Please copy every line of the items below word for word, with nothing changed, added, or left out.

Exercise material —
^^^^^^^^
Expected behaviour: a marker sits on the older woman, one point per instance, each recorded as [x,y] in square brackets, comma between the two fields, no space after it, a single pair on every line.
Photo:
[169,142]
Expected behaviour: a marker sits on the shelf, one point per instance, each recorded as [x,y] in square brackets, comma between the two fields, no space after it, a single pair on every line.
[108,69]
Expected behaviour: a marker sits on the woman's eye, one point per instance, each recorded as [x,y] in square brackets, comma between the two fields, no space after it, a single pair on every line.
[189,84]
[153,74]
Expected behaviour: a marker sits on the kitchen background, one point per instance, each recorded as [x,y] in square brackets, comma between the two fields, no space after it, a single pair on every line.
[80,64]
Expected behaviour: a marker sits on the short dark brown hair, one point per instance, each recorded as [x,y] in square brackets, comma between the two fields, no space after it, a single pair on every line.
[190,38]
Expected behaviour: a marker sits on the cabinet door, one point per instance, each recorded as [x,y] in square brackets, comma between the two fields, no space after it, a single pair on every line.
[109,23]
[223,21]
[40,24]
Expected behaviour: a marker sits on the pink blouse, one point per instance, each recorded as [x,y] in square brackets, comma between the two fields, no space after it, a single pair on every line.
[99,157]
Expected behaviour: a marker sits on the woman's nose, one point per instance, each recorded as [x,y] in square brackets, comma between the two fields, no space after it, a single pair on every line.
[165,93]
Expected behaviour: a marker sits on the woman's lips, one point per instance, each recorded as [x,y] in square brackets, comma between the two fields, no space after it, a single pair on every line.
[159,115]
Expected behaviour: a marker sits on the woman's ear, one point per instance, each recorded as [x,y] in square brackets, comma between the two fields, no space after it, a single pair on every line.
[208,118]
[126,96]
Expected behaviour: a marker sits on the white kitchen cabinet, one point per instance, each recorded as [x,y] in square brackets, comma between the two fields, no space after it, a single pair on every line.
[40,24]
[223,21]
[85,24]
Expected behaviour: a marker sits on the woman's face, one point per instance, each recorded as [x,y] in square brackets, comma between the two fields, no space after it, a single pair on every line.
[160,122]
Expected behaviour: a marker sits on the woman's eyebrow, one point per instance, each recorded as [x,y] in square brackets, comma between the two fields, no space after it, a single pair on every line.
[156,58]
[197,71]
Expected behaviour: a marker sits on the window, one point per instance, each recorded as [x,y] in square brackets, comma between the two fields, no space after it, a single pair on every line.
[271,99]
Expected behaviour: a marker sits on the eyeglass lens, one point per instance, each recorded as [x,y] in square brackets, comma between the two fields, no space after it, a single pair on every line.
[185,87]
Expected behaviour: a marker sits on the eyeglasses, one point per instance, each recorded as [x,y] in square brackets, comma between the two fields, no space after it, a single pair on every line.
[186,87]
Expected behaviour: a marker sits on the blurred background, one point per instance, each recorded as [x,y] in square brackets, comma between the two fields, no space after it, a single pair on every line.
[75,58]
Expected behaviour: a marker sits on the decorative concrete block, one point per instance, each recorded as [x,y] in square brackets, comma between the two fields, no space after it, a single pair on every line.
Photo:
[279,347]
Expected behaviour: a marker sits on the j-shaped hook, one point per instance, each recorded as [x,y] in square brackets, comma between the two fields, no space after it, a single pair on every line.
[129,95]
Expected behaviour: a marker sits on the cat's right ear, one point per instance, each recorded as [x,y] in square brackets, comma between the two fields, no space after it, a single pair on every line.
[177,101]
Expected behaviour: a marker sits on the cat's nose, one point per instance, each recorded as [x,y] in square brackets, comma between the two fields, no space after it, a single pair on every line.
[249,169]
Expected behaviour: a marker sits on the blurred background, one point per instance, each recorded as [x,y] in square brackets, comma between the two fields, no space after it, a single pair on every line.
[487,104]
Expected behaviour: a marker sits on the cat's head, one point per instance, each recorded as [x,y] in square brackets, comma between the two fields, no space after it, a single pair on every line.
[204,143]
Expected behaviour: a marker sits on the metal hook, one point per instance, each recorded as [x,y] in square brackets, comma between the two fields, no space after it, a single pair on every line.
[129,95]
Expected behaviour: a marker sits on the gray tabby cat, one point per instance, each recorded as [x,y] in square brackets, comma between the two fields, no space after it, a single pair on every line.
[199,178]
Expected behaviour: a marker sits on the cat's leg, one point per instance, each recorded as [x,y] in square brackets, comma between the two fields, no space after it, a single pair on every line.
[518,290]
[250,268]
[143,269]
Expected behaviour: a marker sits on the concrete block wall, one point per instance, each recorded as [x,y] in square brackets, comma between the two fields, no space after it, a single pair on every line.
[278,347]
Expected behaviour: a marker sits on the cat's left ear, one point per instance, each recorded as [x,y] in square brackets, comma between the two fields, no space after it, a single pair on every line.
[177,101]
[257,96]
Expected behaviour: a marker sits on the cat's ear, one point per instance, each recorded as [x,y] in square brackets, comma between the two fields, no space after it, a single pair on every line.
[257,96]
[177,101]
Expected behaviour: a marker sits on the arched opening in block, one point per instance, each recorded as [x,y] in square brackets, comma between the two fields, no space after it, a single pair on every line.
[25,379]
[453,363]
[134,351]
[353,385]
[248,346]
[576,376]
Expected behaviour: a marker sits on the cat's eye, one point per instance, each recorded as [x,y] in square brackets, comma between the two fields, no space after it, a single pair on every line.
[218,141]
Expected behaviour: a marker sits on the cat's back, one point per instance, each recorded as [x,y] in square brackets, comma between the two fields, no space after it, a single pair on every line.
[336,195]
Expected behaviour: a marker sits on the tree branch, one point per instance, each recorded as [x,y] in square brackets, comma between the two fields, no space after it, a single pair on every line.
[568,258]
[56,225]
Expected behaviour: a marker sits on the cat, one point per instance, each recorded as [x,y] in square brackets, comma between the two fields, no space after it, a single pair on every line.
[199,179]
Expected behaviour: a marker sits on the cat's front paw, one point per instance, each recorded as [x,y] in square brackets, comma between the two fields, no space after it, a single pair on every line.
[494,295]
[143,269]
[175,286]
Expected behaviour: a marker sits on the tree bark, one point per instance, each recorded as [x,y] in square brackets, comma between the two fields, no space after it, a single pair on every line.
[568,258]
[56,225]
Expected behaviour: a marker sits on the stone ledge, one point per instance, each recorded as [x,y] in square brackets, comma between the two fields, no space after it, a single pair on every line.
^^^^^^^^
Result of the task —
Expected behaviour: a marker sits on the older woman, one point per instance, each recorded as [x,y] in square brackets, comma between the two fields, no space after it, a single pair on every line.
Photo:
[169,142]
Expected behaviour: a marker sits on the shelf, one point per instance, each recorded as [x,y] in square brackets, comma between the two fields, no space after it, a single pair on every line.
[108,69]
Expected behaviour: a marker sits on the woman's eye, one point per instance, each recorded as [x,y] in square brackets, comma between the two fields, no space after it, a single pair on every line.
[189,84]
[153,74]
Expected behaviour: a marker sits on the kitchen background, one point per instance, each recorded as [x,y] in square brackets, comma between the two fields, no space after it, a single pair on every line.
[80,64]
Expected behaviour: a marker sits on the short dark brown hair, one point per instance, each recorded as [x,y] in square brackets, comma between the two fields, no space after it, a single pair on every line.
[190,38]
Expected behaviour: a marker sits on the cabinet door, one point per instance, each recorded as [x,y] in square brackets, comma between the two fields, no space after it, a single pair on every line.
[109,23]
[223,21]
[40,24]
Expected behaviour: a marker sits on the pink blouse, one point per instance, each recorded as [x,y] in square brackets, comma between the two fields, no space after it, a single pair on every line.
[99,157]
Expected behaviour: a marker sits on the woman's nose, one point per instance, each recorded as [x,y] in square brackets, comma between the two fields, no space after it, a single pair on every line.
[165,93]
Expected behaviour: a marker sits on the woman's lips, one point per instance, each recorded as [x,y] in square brackets, comma between the two fields, no space after it, a single pair on every line.
[159,115]
Expected behaviour: a marker sits on the woman's ear, one point per instance, each recorded as [x,y] in square brackets, comma between the two fields, no space after it, a single pair on every line.
[208,118]
[126,96]
Expected behaviour: a marker sits on the white kitchen cabinet, one point per instance, each recorded as [x,y] in square brackets, comma between the two fields, no space after it, a single pair on every line.
[40,24]
[223,21]
[85,24]
Expected behaviour: a marker sits on the woman's face, one point per instance, each recorded as [x,y] in square brackets, comma between the two fields, no space after it, a single pair on every line.
[160,122]
Expected behaviour: a marker sits on the woman's eyebrow, one point per instance, each recorded as [x,y] in square brackets, comma between the two fields, no space after it, a single pair on every line.
[156,58]
[197,71]
Expected behaviour: a marker sits on the window, one point per instance, each recorded as [x,y] in square brackets, comma between the two fields, no space after it, a single pair on every line.
[271,99]
Expected behaviour: a marker sits on the eyeglass lens, one point per instance, each recorded as [x,y] in square brackets, comma between the two fields, no space after it, a single pair on every line.
[185,87]
Expected behaviour: a marker sits on the eyeglasses, one point per instance, each recorded as [x,y] in square brackets, comma between the two fields, no space after it, a single pair on every line.
[186,87]
Expected behaviour: a marker sits on the blurred background, one point per instance, each recorded as [x,y] in square brackets, comma between the two fields, no space after it, a single pair on every line.
[75,58]
Expected behaviour: a marker sits on the decorative concrete block, one point per instance, each recorded as [x,y] in square brackets, comma between the two fields, no space after it, a single pair on every line.
Photo:
[279,347]
Expected behaviour: a marker sits on the j-shaped hook, one point per instance, each recorded as [x,y] in square brackets, comma between the two fields, no space after it, a single pair on every line.
[129,95]
Expected behaviour: a marker sits on the cat's right ear, one point per instance, each recorded as [x,y] in square brackets, comma between the two fields, no space after it, a single pair on every line.
[177,101]
Expected behaviour: a marker sits on the cat's nose, one point per instance, each recorded as [x,y] in square brackets, comma between the two fields, no space after it, a single pair on every line.
[249,169]
Expected behaviour: a marker sits on the blurred background, one point per instance, each recorded as [x,y] in square brackets, comma between the two fields, no space after it, a single pair on every line.
[487,104]
Expected behaviour: a marker sits on the cat's head, one point per instance, each recorded as [x,y] in square brackets, comma between the two fields, no space after it, a single pair on every line.
[204,143]
Expected behaviour: a marker sits on the metal hook, one point per instance, each recorded as [x,y] in square brackets, comma between the two fields, no space after it, a single pair on every line.
[129,95]
Expected behaviour: a marker sits on the gray tabby cat, one point per instance, each recorded as [x,y] in square brackets, comma between the two fields, no space after it, a single pair on every line.
[199,178]
Expected behaviour: a marker sits on the cat's leg, one point per instance, each recorded as [x,y] in square brackets, comma between the two fields, no space after it, a single pair on every line.
[518,290]
[250,268]
[143,269]
Expected behaviour: a marker sits on the concrete block wall, one point per instance, each recorded as [x,y] in square brackets, comma between the two fields, no space after it, a single pair on every line.
[278,347]
Expected behaviour: a marker sits on the cat's left ear, one point per instance, each recorded as [x,y] in square brackets, comma between the two fields, no space after it, a single pair on every line.
[177,101]
[257,96]
Expected behaviour: a marker sits on the cat's ear, one point per instance, each recorded as [x,y] in square brackets, comma between the two fields, no space after it, a single pair on every line.
[257,96]
[177,101]
Expected behaviour: a marker sits on the arched opening in block, one point per instance, each recorded as [x,y] in square brackets, comma between the two fields, no space after it, a single pair on every line.
[25,379]
[453,363]
[134,351]
[353,385]
[248,346]
[576,376]
Expected behaviour: a marker sits on the cat's eye, one point per instance, each recorded as [x,y] in square brackets, comma between the two fields, no space after it, a single pair on every line.
[218,141]
Expected behaviour: a marker sits on the cat's back, one point per instance, each recorded as [x,y] in square brackets, comma between the two fields, no space after it, a single pair on every line.
[336,195]
Expected behaviour: a marker sits on the tree branch, one point per instance, each recorded as [x,y] in square brackets, comma between the two fields, no space after it, a single pair on every line.
[568,258]
[56,225]
Expected behaviour: a marker sits on the cat, one point per instance, each recorded as [x,y] in square brackets, comma between the two fields, no space after it, a single pair on every line.
[199,179]
Expected behaviour: a marker sits on the cat's front paw, one point per instance, each recorded as [x,y] in square brackets, comma between the two fields, no space after it, a single pair on every line.
[494,295]
[143,269]
[175,286]
Expected behaviour: a marker sits on the tree bark, one point per instance, each recorded as [x,y] in square brackets, comma between the two fields, no space after it, a single pair on every line.
[568,258]
[56,225]
Expected behaviour: a marker sits on the stone ledge, one point per instance, each recorded as [x,y] in square brackets, comma between the two fields, no space after it, a single pair on every line.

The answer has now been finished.